- ACTIVITY -
Using the records below, output the stretch that opens with the line containing "Expected: one point per instance of the green seed" and closes with the line containing "Target: weathered concrete slab", exactly and including both lines, with nothing more.

(Data entries)
▼
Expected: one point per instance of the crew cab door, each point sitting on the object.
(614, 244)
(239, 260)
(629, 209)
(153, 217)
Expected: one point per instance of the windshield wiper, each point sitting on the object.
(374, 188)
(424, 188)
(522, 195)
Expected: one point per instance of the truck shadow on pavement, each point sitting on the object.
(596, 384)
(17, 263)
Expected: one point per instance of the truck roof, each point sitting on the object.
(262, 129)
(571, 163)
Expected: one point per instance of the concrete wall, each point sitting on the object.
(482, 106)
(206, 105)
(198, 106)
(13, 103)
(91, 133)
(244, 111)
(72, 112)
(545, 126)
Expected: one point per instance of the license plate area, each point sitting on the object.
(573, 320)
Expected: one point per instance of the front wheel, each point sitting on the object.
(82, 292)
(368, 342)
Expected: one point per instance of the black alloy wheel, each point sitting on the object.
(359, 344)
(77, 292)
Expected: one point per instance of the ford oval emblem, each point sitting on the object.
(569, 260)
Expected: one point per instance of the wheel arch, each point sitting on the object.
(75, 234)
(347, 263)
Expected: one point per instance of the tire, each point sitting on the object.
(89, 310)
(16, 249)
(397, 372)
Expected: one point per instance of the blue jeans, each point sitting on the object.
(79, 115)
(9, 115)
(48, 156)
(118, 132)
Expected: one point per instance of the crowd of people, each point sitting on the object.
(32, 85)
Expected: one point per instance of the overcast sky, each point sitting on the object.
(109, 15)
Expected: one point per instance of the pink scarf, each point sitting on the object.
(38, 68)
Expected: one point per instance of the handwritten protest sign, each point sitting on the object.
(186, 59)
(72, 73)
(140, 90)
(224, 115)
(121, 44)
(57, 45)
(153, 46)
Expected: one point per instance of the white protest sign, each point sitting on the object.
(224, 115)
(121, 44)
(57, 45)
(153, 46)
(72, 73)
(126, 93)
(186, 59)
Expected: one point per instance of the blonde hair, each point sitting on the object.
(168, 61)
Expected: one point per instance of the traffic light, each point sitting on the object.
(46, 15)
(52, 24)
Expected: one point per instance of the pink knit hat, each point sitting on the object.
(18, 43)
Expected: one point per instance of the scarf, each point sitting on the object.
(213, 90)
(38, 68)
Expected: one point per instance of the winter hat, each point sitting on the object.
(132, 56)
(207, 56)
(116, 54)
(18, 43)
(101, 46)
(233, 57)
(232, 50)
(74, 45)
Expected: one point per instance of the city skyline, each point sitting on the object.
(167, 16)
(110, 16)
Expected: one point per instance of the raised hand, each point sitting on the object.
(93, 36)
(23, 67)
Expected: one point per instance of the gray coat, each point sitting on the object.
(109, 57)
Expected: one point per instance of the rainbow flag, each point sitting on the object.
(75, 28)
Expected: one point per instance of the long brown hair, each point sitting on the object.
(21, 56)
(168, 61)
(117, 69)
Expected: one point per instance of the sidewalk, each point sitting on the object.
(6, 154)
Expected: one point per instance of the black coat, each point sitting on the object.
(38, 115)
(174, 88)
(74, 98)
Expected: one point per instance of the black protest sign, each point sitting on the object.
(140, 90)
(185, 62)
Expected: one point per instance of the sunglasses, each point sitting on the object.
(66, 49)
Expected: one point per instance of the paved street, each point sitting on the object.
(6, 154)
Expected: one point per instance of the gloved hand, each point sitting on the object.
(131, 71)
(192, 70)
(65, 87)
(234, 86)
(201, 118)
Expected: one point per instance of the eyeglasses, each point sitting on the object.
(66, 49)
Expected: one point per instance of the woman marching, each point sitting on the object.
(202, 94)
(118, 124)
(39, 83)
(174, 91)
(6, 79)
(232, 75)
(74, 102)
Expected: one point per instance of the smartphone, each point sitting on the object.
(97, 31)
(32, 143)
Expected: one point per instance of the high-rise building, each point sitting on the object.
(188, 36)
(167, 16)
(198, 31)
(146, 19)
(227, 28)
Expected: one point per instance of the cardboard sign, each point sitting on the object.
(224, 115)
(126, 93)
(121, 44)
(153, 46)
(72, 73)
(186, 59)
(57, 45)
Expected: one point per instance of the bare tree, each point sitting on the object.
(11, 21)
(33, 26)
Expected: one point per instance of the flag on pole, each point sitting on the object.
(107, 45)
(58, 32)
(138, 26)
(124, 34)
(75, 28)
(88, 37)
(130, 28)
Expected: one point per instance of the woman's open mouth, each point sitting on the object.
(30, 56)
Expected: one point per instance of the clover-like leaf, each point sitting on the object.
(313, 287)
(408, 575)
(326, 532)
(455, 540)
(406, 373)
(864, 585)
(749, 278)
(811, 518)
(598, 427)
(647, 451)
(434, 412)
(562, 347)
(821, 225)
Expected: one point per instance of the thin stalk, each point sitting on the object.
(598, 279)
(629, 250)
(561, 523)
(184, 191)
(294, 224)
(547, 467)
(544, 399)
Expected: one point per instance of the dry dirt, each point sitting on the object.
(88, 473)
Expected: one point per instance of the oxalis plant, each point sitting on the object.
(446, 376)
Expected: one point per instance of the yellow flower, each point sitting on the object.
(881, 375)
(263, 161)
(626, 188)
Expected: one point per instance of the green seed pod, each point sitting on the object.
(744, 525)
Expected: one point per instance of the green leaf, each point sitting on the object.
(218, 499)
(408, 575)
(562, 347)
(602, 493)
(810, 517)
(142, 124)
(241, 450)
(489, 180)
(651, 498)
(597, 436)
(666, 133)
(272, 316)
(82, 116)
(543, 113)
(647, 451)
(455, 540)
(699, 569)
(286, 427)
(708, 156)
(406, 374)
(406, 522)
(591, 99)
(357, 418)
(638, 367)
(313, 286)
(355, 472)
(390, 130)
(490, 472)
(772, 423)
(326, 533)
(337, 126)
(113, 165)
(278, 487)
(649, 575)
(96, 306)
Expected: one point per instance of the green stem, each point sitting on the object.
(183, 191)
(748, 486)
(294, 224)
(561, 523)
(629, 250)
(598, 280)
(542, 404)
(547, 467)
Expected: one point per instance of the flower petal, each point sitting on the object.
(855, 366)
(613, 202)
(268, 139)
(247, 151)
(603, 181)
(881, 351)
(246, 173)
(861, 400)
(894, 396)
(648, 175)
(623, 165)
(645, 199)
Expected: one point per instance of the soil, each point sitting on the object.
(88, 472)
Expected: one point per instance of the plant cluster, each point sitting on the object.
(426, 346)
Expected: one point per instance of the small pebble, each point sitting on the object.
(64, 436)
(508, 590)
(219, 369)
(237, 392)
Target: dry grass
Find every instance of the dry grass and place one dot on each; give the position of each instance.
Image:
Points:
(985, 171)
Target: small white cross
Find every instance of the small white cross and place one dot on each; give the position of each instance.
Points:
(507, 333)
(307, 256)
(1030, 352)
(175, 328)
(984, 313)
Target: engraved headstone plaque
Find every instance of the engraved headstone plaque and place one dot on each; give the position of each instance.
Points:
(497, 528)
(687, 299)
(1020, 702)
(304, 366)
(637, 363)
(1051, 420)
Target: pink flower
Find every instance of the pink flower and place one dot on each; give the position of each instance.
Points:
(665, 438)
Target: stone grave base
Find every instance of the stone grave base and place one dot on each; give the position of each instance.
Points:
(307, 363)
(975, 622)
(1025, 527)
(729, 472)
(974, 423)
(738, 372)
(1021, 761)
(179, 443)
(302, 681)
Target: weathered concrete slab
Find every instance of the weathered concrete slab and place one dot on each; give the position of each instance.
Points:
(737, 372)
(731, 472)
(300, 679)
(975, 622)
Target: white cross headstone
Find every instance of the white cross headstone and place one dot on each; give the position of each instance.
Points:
▲
- RESPONSE AREA -
Expected: one point per instance of the green seed pod, each point sitting on the object.
(744, 525)
Expected: one point per instance of the green leaf, each point sitting on the object.
(218, 499)
(408, 575)
(562, 347)
(602, 493)
(810, 517)
(142, 124)
(241, 450)
(489, 180)
(651, 498)
(597, 436)
(666, 133)
(272, 316)
(82, 116)
(543, 113)
(647, 451)
(455, 540)
(699, 569)
(286, 427)
(708, 156)
(406, 374)
(406, 522)
(591, 99)
(357, 418)
(638, 367)
(313, 286)
(355, 472)
(390, 130)
(490, 472)
(772, 423)
(326, 533)
(337, 126)
(113, 165)
(278, 487)
(649, 575)
(96, 306)
Expected: one point per instance of the green stem, each point sitting on the object.
(183, 191)
(748, 486)
(294, 224)
(561, 523)
(629, 250)
(598, 280)
(542, 404)
(547, 467)
Expected: one point per instance of the flower petal, each point sitting on the object.
(855, 366)
(613, 202)
(268, 139)
(247, 151)
(603, 181)
(881, 351)
(246, 173)
(861, 400)
(894, 396)
(648, 175)
(623, 165)
(645, 199)
Expected: one point per instance of the soil, each point sitting on the object.
(88, 472)
Expected: one point per instance of the plant cluster, each point sitting on the object.
(426, 346)
Expected: one point per instance of the small pebble, each point sitting on the object.
(64, 436)
(508, 590)
(219, 369)
(237, 392)
Target: dry grass
Find every instance of the dry grass and place one dot on each; give the position of each instance.
Image:
Points:
(985, 171)
Target: small white cross
Find every instance of the small white cross and place one dot on each; give the position of each instance.
Points:
(507, 333)
(307, 256)
(1030, 352)
(175, 328)
(984, 313)
Target: engraved headstone plaque
Find every instance of the engraved headstone plaque and place one dot on each; give the position of each instance.
Points:
(497, 528)
(687, 299)
(1020, 702)
(304, 366)
(637, 363)
(1051, 420)
Target: pink flower
Find every instance of the pink flower and place one dot on each; give the position of each instance.
Points:
(665, 438)
Target: stone grave base
Find every instance of the stone grave base and place one dot on each; give the position of each instance.
Points:
(307, 363)
(975, 622)
(1025, 527)
(729, 472)
(974, 423)
(738, 372)
(1021, 761)
(179, 443)
(302, 681)
Target: weathered concrete slab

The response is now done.